ABACATE >> Analu Faria
"Abacate é 'o rei das frutas'",
me disse uma vez uma nutricionista, informação confirmada por outra (outra nutricionista,
não outra fruta, até porque frutas não falam). Isso na época em que eu fazia
dieta. “Você compra vários, tira a polpa, congela, faz estoque”, me disseram
também as duas profissionais, mais ou menos nessas palavras, em épocas e clínicas diferentes. Estocar comida sempre me fazia pensar em tragédia.
Talvez por isso as dietas não tenham vingado. É possível que meu inconsciente interpretasse
o armazenamento de polpas de abacate como uma preparação para o Armagedon e
reagisse boicotando a redução de calorias, impelindo-me irresistivelmente a
manter a rotina de gordices. De qualquer forma, mantive o hábito de comprar
abacates.
O problema é comê-los. Vou ao
supermercado toda semana, parto direto para os hortifruti, encontro os
abacates, escolho – primeiro pelo aspecto visual, depois apalpo – coloco no
carrinho, pago, levo para casa, coloco na geladeira. Quase uma semana depois,
quando já é quase dia de mercado novamente, lembro-me do abacate na gaveta do
refrigerador. Preto, mole, repulsivo. “Não tem problema, dessa vez eu compro um
menos maduro.” Vou ao supermercado, repito o ritual de aquisição da fruta. Não
como: esqueço, deixo para depois e lá se vai mais um abacate.

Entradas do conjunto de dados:
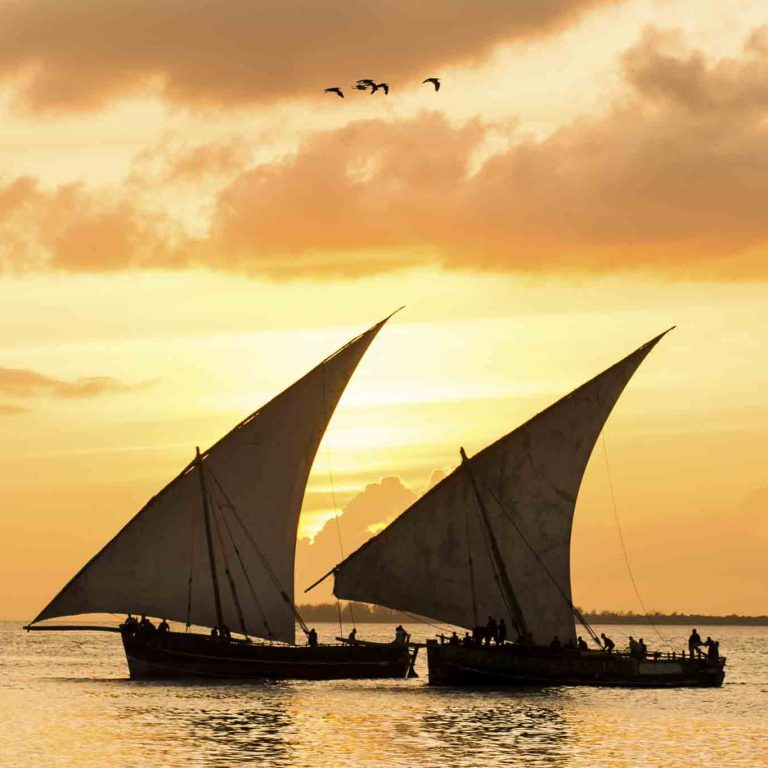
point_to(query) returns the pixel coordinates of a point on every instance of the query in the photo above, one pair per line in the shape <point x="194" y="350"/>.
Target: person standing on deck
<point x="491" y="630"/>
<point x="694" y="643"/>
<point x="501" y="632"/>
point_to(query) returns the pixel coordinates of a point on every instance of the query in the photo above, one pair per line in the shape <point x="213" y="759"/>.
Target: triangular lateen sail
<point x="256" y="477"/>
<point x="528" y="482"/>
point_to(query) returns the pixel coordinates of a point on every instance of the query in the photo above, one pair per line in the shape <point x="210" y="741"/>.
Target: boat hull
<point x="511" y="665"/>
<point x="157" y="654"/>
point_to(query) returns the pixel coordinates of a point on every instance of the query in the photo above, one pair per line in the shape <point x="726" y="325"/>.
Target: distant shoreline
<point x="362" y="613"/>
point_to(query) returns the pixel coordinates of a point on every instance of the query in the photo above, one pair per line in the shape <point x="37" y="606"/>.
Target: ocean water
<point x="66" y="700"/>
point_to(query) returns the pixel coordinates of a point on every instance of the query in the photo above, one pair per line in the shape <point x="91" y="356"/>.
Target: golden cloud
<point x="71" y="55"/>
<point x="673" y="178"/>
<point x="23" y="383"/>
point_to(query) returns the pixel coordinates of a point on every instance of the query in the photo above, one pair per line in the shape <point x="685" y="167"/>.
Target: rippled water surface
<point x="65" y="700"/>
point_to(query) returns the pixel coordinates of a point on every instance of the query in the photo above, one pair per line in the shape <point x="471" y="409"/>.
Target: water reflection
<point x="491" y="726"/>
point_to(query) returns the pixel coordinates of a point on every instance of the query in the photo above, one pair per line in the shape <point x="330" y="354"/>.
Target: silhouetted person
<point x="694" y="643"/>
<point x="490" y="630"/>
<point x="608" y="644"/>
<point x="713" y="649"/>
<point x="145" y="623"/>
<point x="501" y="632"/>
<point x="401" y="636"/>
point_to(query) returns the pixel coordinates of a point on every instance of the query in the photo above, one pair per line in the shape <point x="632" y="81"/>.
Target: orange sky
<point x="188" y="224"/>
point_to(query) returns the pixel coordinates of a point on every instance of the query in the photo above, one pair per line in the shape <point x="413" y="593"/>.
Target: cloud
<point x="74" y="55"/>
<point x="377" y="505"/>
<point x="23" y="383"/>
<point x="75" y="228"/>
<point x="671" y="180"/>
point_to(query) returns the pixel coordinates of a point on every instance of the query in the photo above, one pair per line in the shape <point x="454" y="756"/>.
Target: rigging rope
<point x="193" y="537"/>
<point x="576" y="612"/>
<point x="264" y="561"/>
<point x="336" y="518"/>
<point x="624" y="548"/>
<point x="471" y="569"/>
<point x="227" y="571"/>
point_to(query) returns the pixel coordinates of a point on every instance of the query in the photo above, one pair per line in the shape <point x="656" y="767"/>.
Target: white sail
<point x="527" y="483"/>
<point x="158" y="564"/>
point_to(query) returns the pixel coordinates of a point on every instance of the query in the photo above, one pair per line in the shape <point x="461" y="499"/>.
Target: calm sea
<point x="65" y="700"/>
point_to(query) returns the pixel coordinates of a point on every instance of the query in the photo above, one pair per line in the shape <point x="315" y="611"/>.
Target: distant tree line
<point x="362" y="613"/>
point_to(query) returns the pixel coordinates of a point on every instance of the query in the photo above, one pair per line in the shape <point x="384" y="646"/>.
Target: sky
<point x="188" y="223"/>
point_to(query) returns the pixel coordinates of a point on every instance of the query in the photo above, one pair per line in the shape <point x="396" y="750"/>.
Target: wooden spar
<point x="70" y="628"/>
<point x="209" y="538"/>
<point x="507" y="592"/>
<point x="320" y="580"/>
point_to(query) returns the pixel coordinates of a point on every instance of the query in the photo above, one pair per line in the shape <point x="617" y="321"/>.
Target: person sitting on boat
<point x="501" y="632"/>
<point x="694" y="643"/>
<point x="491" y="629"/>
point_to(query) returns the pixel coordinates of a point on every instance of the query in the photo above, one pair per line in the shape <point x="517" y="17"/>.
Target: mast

Enunciado 1 → Indique se cada afirmação concorda com a crônica sobre o abacate, respondendo sim ou não e citando as palavras do texto que decidem a questão: (a) As nutricionistas recomendaram congelar a polpa do abacate. (b) Depois que as dietas não deram certo, o hábito de comprar abacates foi abandonado. (c) As idas ao supermercado acontecem uma vez por mês.
Enunciado 2 → Prossiga com a crônica sobre o abacate, escrevendo a parte seguinte a partir da última frase apresentada.

Resposta 1 →
(a) Sim: “tira a polpa, congela, faz estoque”.
(b) Não: “mantive o hábito de comprar abacates”.
(c) Não: “Vou ao supermercado toda semana”.

Resposta 2 →
Admitindo minha incapacidade
de aproveitar a majestade nutricional dessa maravilha dos trópicos, decidi parar de compra-lo.
Frustrante, isso. Eu deveria forçar-me a comer e não desistir da luta. Por que
sempre desisto? Não tenho uma vida cheia de lutas? Não é preciso ir até o fim
para vencê-las? Não é com pequenas vitórias que se ganha uma guerra (nesse caso,
a conquista do venerável hábito de comer “o rei das frutas”)? E para onde
vão os abacates que não como? Quantas crianças famintas não poderiam se
alimentar do que jogo fora?
Chego em casa, sacolas de mercado
cheias e nenhum abacate. No centro da minha consciência, há um caroço
verde-acinzentado rodeado por pensamentos saudáveis, esperando serem comidos, ou, ainda, estocados em alguma geladeira da minha alma. O Armagedon do meu eu se anuncia. Prevejo o fim do meu mundo e reajo alimentando minha alma de um fast food mental interminável. Estou gorda por dentro. Deve ser a isso que chamam consciência pesada.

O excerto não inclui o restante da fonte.